+++ Provided information +++

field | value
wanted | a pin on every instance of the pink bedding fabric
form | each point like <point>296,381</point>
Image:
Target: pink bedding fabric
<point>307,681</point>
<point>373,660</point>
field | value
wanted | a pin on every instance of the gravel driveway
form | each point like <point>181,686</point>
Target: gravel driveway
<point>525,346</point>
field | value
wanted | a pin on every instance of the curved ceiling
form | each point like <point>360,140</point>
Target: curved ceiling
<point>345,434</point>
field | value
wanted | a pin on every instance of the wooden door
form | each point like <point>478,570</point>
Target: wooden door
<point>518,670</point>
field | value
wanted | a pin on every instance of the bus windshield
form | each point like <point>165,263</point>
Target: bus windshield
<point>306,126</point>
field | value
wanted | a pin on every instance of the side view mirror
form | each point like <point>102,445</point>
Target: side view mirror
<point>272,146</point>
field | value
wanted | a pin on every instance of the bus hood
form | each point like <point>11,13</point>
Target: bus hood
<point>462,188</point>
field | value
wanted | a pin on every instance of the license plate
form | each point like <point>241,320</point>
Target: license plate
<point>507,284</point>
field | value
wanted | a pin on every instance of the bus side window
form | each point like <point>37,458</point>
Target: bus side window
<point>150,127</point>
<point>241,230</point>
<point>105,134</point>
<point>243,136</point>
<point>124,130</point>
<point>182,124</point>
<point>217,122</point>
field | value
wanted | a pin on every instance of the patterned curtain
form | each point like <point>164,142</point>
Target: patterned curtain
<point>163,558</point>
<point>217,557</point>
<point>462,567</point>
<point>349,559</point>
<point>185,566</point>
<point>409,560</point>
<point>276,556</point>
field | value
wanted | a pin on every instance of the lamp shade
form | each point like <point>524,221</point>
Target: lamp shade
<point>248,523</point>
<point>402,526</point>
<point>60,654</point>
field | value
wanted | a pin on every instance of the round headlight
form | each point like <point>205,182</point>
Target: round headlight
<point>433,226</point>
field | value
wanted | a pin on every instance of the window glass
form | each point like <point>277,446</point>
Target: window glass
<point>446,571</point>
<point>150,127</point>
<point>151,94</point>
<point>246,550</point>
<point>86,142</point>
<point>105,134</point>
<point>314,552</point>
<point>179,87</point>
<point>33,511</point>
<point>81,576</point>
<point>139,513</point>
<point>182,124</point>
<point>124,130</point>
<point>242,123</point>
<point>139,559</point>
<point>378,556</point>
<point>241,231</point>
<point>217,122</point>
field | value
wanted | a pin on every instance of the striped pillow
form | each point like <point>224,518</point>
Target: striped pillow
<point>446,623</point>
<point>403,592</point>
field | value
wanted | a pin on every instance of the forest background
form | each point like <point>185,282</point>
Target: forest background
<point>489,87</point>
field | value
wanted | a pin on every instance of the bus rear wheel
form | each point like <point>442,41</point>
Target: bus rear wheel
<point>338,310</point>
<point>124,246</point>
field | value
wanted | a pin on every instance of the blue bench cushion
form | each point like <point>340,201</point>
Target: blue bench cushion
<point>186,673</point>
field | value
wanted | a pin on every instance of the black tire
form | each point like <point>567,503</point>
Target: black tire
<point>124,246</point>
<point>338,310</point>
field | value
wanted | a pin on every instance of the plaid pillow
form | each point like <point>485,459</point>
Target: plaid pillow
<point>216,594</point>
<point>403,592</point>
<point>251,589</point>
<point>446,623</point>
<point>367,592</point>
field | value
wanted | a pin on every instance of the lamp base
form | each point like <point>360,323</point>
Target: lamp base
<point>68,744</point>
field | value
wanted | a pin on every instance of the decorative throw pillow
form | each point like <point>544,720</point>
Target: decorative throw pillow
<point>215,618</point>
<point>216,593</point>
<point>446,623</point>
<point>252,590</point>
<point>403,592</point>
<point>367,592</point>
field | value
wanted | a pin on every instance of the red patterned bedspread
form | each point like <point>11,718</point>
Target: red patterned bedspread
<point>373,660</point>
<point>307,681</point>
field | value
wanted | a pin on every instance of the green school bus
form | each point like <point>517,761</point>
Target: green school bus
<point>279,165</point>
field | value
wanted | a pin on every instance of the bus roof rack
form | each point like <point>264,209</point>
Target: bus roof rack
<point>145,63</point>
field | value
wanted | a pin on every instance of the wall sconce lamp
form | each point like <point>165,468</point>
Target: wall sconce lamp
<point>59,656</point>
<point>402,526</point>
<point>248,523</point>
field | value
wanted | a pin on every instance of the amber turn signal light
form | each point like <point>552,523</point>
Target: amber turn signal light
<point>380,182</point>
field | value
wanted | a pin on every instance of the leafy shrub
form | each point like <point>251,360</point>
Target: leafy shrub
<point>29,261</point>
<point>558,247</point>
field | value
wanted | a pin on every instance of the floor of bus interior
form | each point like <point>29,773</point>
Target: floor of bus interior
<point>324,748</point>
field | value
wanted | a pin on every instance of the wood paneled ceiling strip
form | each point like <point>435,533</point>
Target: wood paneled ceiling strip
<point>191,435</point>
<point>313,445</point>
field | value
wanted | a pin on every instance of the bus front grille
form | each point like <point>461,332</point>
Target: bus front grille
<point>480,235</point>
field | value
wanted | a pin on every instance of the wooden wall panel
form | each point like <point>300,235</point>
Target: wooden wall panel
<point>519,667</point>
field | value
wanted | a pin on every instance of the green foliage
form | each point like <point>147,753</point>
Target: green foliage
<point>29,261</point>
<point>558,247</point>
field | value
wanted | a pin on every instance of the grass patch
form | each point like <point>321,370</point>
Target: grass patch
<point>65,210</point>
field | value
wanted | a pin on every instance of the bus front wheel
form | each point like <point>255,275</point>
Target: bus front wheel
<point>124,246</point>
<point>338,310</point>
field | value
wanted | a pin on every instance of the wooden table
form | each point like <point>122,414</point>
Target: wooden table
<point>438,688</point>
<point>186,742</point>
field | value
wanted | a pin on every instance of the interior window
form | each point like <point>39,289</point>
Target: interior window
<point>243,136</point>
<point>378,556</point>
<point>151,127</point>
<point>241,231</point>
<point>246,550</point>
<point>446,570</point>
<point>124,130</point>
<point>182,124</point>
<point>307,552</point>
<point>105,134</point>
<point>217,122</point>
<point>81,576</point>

+++

## Directions for this task
Could you reproduce, exactly, every line above from the line with "wanted | a pin on every instance of the bus rear" to the line with "form | each point like <point>544,720</point>", and no other line? Both ends count.

## Result
wanted | a pin on every instance of the bus rear wheel
form | each point like <point>442,41</point>
Target: bus rear wheel
<point>338,310</point>
<point>124,246</point>
field | value
wanted | a pin on every instance of the blue bench cushion
form | each point like <point>340,201</point>
Target: blue bench cushion
<point>186,673</point>
field | value
wanted | a pin on every instance of the black tire
form | each point like <point>567,503</point>
Target: black tire
<point>124,246</point>
<point>338,310</point>
field | value
wanted | a pin on every instance of the plaid pillow
form | each point like <point>485,459</point>
Target: plaid pillow
<point>216,594</point>
<point>403,592</point>
<point>251,589</point>
<point>446,623</point>
<point>367,592</point>
field | value
wanted | a pin on every instance of the lamp base
form | each point like <point>360,323</point>
Target: lamp base
<point>68,744</point>
field | value
wanted | a pin on every instance of the decorative throw pillow
form | each point like <point>544,720</point>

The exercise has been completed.